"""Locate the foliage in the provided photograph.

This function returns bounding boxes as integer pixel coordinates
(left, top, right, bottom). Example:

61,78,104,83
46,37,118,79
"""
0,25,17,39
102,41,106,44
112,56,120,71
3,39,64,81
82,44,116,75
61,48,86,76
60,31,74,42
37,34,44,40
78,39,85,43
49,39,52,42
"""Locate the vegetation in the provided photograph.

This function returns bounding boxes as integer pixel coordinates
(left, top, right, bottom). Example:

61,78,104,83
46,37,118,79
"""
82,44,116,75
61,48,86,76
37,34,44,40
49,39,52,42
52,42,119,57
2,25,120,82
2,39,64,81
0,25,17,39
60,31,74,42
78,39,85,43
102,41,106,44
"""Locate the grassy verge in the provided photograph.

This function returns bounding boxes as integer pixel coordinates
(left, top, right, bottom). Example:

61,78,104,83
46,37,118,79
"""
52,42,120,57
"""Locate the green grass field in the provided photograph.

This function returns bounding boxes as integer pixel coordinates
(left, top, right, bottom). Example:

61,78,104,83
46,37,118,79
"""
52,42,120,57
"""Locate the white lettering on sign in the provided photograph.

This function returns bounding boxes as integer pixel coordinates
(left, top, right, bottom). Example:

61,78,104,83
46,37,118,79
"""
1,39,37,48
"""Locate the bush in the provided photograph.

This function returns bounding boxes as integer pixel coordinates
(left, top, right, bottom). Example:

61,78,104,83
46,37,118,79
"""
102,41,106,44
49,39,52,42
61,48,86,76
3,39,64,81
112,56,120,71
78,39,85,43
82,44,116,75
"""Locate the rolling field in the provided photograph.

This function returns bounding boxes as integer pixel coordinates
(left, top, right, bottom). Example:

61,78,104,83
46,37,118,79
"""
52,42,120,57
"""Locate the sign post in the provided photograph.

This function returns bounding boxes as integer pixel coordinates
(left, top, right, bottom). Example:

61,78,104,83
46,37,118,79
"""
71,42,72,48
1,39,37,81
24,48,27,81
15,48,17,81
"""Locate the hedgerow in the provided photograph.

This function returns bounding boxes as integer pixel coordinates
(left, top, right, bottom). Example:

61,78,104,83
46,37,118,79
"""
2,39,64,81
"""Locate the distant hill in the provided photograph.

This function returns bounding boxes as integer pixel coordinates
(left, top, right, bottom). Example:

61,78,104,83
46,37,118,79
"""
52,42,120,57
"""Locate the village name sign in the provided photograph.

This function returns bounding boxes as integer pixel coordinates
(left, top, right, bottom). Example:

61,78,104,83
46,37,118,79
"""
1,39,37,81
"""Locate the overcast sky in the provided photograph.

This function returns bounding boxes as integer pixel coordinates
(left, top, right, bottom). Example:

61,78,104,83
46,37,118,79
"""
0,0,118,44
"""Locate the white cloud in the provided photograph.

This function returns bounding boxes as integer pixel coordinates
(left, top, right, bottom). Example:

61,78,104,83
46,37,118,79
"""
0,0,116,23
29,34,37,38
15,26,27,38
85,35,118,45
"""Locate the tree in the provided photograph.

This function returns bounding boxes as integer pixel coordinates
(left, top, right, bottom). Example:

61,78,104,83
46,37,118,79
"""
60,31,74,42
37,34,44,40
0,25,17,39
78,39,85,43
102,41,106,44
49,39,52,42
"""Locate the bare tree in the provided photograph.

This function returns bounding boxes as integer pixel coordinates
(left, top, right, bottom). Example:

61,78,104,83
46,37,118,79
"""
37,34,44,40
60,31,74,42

• WRITTEN PROBLEM: Could you copy the data from the line containing "on sign in the provided photograph." down to the line containing "15,48,17,81", both included, adding 139 to each bounding-box coordinate in the answers? Keep the requests, including their sample coordinates, unchanged.

• IN RESPONSE:
"""Locate the white lettering on sign in the provided photograph.

This function returns bounding boxes as integer pixel coordinates
(left, top, right, bottom). Example:

61,78,104,83
46,37,118,79
"""
140,178,176,187
"""Locate the bush in the provided photograph.

This function returns bounding boxes as integer pixel coordinates
(left, top, right, bottom). Example:

61,78,104,83
46,37,118,79
"""
241,180,245,183
188,178,191,181
200,187,225,215
142,178,203,220
251,195,259,210
217,178,224,182
221,183,255,214
"""Locate the rolling field in the provided photograph.

This function returns bounding boxes as integer pixel coordinates
(left, top, right, bottom). Example:

61,78,104,83
46,37,118,79
"""
191,181,259,196
"""Locate the sign post in the provided photograph.

This function returns bounding boxes as integer pixel coordinates
(left, top, right, bottom). Example:

61,78,104,83
46,37,118,79
"""
210,181,211,187
140,178,176,220
163,187,166,220
154,187,156,220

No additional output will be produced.